### Directions
Which lines in the data contain the word "chevron"? Please copy each of them.

### Input data
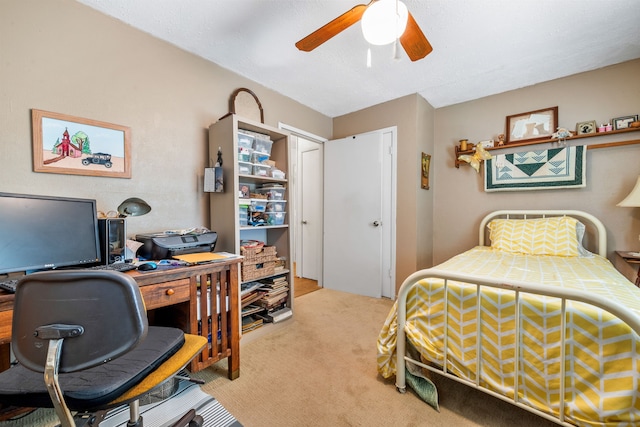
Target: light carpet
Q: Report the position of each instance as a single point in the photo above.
(318, 368)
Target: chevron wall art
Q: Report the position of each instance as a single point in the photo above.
(537, 170)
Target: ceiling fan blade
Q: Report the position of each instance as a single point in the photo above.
(331, 29)
(414, 41)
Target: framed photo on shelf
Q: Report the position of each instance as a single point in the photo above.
(77, 146)
(584, 128)
(532, 126)
(623, 122)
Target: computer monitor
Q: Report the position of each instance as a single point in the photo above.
(45, 232)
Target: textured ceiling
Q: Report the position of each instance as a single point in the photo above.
(480, 47)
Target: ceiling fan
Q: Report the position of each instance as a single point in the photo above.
(412, 38)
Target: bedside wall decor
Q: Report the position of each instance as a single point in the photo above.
(584, 128)
(537, 170)
(77, 146)
(532, 126)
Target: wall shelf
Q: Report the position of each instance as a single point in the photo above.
(459, 152)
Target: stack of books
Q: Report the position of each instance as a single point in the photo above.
(249, 323)
(274, 292)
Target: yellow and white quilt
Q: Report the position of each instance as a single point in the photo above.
(603, 368)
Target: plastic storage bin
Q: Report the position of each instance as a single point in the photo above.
(261, 170)
(245, 141)
(244, 154)
(273, 192)
(262, 145)
(275, 218)
(276, 206)
(245, 168)
(259, 157)
(243, 215)
(258, 205)
(277, 173)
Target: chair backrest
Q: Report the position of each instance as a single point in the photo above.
(107, 304)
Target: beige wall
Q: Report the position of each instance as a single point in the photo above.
(65, 57)
(600, 95)
(413, 117)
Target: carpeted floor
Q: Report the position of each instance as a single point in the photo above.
(319, 369)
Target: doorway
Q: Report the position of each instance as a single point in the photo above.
(359, 214)
(306, 181)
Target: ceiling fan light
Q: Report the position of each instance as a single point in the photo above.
(381, 24)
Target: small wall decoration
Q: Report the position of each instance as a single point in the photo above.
(584, 128)
(623, 122)
(245, 103)
(532, 126)
(77, 146)
(424, 179)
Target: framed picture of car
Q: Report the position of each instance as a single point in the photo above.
(77, 146)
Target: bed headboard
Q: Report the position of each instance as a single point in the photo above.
(594, 227)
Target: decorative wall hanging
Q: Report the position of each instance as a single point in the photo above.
(537, 170)
(77, 146)
(424, 176)
(245, 103)
(532, 126)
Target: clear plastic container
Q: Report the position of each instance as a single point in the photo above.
(262, 145)
(245, 168)
(277, 173)
(245, 141)
(273, 192)
(275, 218)
(276, 206)
(258, 205)
(259, 157)
(244, 154)
(261, 170)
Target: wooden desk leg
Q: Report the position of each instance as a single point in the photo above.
(5, 357)
(233, 361)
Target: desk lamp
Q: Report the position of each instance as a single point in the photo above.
(133, 207)
(632, 201)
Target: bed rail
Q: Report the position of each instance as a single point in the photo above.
(592, 223)
(518, 287)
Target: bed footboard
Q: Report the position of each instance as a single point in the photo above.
(518, 289)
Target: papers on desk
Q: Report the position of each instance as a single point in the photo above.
(206, 257)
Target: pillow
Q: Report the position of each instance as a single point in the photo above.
(539, 236)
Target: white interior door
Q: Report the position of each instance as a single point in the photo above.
(310, 209)
(359, 214)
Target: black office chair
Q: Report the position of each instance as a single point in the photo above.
(87, 332)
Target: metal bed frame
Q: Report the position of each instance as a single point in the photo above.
(592, 224)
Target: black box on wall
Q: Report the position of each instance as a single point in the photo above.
(113, 239)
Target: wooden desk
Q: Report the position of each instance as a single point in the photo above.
(631, 258)
(172, 298)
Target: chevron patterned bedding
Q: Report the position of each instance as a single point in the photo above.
(603, 369)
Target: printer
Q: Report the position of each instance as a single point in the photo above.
(165, 245)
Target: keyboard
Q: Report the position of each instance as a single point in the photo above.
(9, 285)
(121, 267)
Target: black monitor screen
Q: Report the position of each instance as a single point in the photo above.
(43, 232)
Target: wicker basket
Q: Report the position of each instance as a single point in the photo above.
(258, 254)
(256, 271)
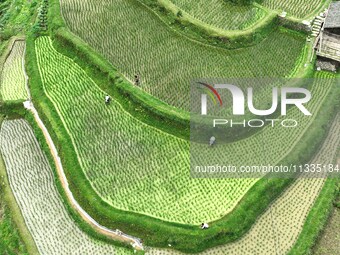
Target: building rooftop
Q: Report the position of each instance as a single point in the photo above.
(333, 16)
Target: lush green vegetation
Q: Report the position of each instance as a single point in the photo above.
(52, 228)
(13, 82)
(165, 59)
(11, 242)
(108, 216)
(296, 8)
(294, 219)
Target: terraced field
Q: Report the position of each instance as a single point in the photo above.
(222, 14)
(32, 182)
(167, 61)
(114, 148)
(297, 8)
(277, 230)
(13, 82)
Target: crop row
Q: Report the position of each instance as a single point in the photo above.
(12, 82)
(278, 229)
(135, 167)
(222, 14)
(297, 8)
(32, 182)
(166, 61)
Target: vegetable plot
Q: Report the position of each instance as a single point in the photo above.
(13, 82)
(221, 13)
(277, 230)
(135, 167)
(167, 61)
(32, 182)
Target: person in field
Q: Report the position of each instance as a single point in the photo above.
(137, 79)
(107, 99)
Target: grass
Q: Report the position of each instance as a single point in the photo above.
(13, 82)
(297, 8)
(329, 240)
(14, 235)
(106, 215)
(39, 200)
(164, 59)
(111, 155)
(222, 14)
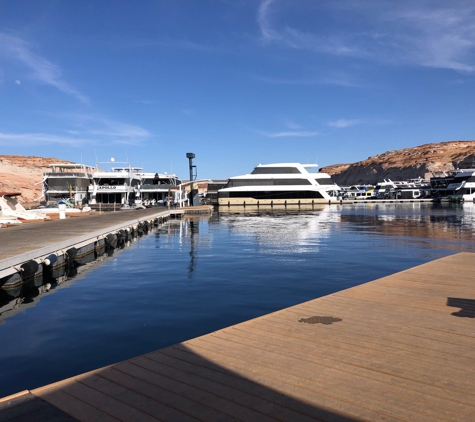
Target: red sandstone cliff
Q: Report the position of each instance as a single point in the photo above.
(23, 174)
(403, 164)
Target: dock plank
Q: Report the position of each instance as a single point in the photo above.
(400, 348)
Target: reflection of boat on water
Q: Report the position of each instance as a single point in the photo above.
(285, 230)
(279, 184)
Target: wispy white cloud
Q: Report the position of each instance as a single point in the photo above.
(292, 125)
(170, 43)
(433, 34)
(292, 134)
(44, 71)
(298, 39)
(100, 127)
(344, 123)
(335, 80)
(87, 130)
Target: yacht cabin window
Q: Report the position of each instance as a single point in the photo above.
(276, 170)
(266, 182)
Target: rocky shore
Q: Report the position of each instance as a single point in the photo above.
(24, 174)
(404, 164)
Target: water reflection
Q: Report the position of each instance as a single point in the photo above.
(287, 232)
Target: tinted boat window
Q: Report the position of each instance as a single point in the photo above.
(275, 170)
(325, 181)
(266, 182)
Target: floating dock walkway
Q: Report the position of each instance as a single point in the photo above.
(401, 348)
(36, 240)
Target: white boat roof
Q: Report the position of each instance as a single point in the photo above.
(71, 166)
(308, 166)
(152, 174)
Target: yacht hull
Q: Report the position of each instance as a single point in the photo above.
(294, 202)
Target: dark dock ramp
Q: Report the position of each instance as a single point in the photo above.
(31, 240)
(400, 348)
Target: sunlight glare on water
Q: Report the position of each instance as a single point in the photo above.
(191, 277)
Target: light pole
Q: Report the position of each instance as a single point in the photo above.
(190, 157)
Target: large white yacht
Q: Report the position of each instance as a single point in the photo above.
(460, 183)
(65, 180)
(115, 189)
(279, 184)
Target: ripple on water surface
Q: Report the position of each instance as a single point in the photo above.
(194, 276)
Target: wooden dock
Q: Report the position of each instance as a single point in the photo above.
(401, 348)
(30, 241)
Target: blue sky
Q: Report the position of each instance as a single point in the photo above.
(237, 82)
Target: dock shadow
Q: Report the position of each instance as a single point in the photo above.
(467, 307)
(177, 383)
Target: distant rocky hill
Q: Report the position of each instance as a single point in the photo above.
(24, 174)
(403, 164)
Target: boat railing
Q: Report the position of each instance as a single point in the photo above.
(67, 174)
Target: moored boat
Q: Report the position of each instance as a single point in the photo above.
(279, 184)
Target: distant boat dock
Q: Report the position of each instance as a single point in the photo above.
(400, 348)
(34, 241)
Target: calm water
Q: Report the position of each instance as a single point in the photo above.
(194, 276)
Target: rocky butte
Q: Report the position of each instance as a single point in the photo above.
(24, 174)
(404, 164)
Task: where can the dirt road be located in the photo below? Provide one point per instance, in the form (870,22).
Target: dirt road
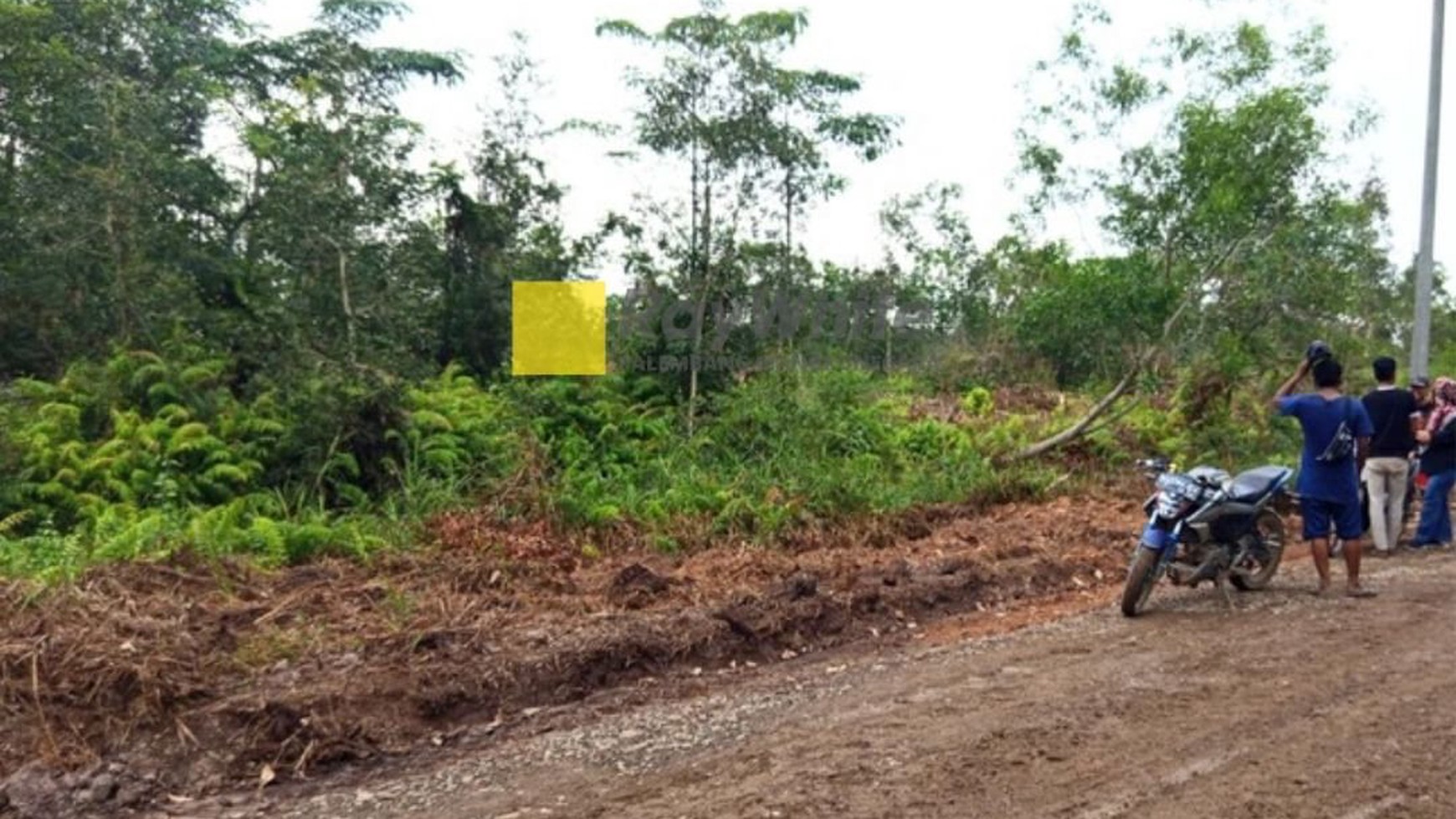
(1288,707)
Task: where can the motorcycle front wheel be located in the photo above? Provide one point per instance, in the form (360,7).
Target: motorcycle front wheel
(1142,576)
(1270,530)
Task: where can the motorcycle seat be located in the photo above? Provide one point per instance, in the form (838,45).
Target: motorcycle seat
(1255,484)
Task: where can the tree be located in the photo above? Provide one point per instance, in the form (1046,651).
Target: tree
(1223,187)
(724,105)
(108,202)
(334,194)
(509,228)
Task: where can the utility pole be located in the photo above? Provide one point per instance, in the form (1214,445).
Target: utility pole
(1426,262)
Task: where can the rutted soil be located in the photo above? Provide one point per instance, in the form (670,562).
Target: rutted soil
(156,685)
(1284,707)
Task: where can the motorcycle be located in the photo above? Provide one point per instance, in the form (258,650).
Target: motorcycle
(1207,525)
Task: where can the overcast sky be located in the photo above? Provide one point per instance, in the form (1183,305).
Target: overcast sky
(948,69)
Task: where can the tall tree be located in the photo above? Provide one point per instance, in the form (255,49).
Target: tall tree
(108,201)
(724,106)
(1225,187)
(336,192)
(509,226)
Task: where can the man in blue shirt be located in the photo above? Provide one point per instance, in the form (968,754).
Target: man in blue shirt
(1330,473)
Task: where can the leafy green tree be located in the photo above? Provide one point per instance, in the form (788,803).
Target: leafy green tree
(507,228)
(334,194)
(108,202)
(1231,200)
(725,106)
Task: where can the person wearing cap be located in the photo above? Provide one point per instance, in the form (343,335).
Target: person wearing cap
(1426,402)
(1397,419)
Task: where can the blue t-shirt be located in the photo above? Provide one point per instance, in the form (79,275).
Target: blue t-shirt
(1320,417)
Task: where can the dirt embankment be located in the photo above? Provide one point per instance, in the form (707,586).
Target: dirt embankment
(155,683)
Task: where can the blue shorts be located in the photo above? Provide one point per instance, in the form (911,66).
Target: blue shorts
(1347,518)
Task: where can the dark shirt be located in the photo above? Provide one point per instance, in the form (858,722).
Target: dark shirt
(1321,417)
(1391,411)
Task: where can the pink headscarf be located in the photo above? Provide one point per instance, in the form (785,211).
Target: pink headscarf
(1444,405)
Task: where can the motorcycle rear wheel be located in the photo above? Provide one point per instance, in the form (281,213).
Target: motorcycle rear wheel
(1271,531)
(1142,576)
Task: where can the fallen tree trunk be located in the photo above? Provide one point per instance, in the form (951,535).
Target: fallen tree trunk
(1121,389)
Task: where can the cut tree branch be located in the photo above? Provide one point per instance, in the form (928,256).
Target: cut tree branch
(1080,427)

### Worked solution
Target: chevron wall art
Target: chevron patterned bedding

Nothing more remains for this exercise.